— Provided records —
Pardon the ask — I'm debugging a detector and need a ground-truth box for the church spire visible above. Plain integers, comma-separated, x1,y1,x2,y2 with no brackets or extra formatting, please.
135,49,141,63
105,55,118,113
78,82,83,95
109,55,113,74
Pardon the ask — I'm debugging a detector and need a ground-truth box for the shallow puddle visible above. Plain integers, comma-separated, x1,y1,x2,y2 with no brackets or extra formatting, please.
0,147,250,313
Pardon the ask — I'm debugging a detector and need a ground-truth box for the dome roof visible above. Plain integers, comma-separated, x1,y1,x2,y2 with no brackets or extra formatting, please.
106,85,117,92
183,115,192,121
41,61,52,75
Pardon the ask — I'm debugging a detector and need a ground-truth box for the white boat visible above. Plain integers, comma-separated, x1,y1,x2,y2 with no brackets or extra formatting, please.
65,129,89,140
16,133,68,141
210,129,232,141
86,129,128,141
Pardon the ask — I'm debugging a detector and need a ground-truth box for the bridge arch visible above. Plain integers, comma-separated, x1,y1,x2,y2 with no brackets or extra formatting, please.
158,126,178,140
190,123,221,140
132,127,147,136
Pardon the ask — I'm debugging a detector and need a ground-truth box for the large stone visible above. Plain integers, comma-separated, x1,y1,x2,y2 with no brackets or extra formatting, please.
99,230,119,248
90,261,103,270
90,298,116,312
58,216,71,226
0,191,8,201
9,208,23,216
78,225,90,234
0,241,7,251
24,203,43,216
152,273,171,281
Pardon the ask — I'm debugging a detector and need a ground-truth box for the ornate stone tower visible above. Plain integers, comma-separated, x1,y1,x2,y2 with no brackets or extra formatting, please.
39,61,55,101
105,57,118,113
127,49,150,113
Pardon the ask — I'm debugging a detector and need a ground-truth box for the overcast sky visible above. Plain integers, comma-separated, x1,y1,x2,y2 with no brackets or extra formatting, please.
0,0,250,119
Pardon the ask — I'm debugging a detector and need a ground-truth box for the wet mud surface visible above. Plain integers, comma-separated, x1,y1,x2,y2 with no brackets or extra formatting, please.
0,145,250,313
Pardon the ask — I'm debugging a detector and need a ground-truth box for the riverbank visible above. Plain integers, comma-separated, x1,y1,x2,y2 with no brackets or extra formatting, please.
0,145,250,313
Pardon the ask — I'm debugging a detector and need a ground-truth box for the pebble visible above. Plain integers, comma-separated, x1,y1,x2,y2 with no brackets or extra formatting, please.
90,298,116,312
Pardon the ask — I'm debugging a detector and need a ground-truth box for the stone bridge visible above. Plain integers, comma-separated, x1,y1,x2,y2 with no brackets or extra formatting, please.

— Written instruction —
Reproduce the data above in full, line for line, without altering a single character.

— Complete response —
Pardon the ask — I'm debugging a detector and need a ground-truth box for the church spire visible above. Plain integers, comma-separated, x1,y1,x2,y2 with no brackets or extra formatting, please.
135,49,141,63
105,55,118,113
78,82,83,95
109,55,113,74
Pardon the ask — I'm debugging a detector and need a ground-truth box for the shallow puddle visible above. Plain integers, comma-separated, x1,y1,x2,y2 with no brackets or extra formatting, please.
0,147,250,313
Pardon the ask — I'm debugging a detector and need a ground-truth box for the dome roof visible above. Plain integers, comma-separated, x1,y1,x2,y2 with no brackets or extra formatting, please.
106,85,117,92
183,115,192,121
41,61,52,75
Pardon the ask — I'm debugging a detector and need a ground-truth box for the white boat visible above. Plain integers, comma-separated, x1,y1,x2,y2 with no brackets or extra formatting, please.
65,129,89,140
16,133,68,141
210,129,232,141
86,129,128,141
Pardon the ask — I'm debugging a detector and need a ground-truth box for the bridge arch visible above. Plain integers, comma-separated, x1,y1,x2,y2 with no brackets or extra formatting, please.
158,126,178,140
190,123,221,140
132,127,147,136
Pardon the ask — I'm debugging a detector and need a ground-truth box for the large stone visible above. Plain integers, comma-separated, x1,y1,x2,y2 with no brackets or extra formatting, please.
99,230,119,248
90,261,103,270
90,298,116,312
58,216,71,226
0,191,8,201
9,208,23,216
78,225,90,234
0,241,7,251
24,203,43,216
152,273,171,281
Pardon the ask — I'm debugging a detector and need a ground-truth box for the ornate stone tower visible above. Plain integers, comma-separated, x1,y1,x2,y2 with no brackets or extra formatting, please.
39,61,55,101
105,57,118,113
127,49,150,113
Pardon the ask — I'm debugging a detector and need a ground-truth box for the overcast sky visible above. Plain integers, comma-separated, x1,y1,x2,y2 with no brackets or extra formatting, please.
0,0,250,119
Pardon the ask — I'm debugging a detector and need a ground-truth box for the wet mud surface visible above. Plain integers, comma-separated, x1,y1,x2,y2 with no brackets or extra formatting, please.
0,145,250,313
Pardon the ask — I'm debugging a detector and need a ground-truth box for the riverbank visible above. Plain integers, comma-separated, x1,y1,x2,y2 with no brackets or extra formatting, please.
0,145,250,313
Pardon the ask — I'm debugging a detector and need a ground-truth box for the pebble visible above. Plain integers, comma-separated, x1,y1,x2,y2 with no brackets or extra formatting, please.
90,298,116,312
Pardon the ask — I'm debugging a detector and need a ground-truth box for the stone bridge visible above. Plain integers, comma-separated, x1,y1,x2,y2 with no brackets or extra formatting, please.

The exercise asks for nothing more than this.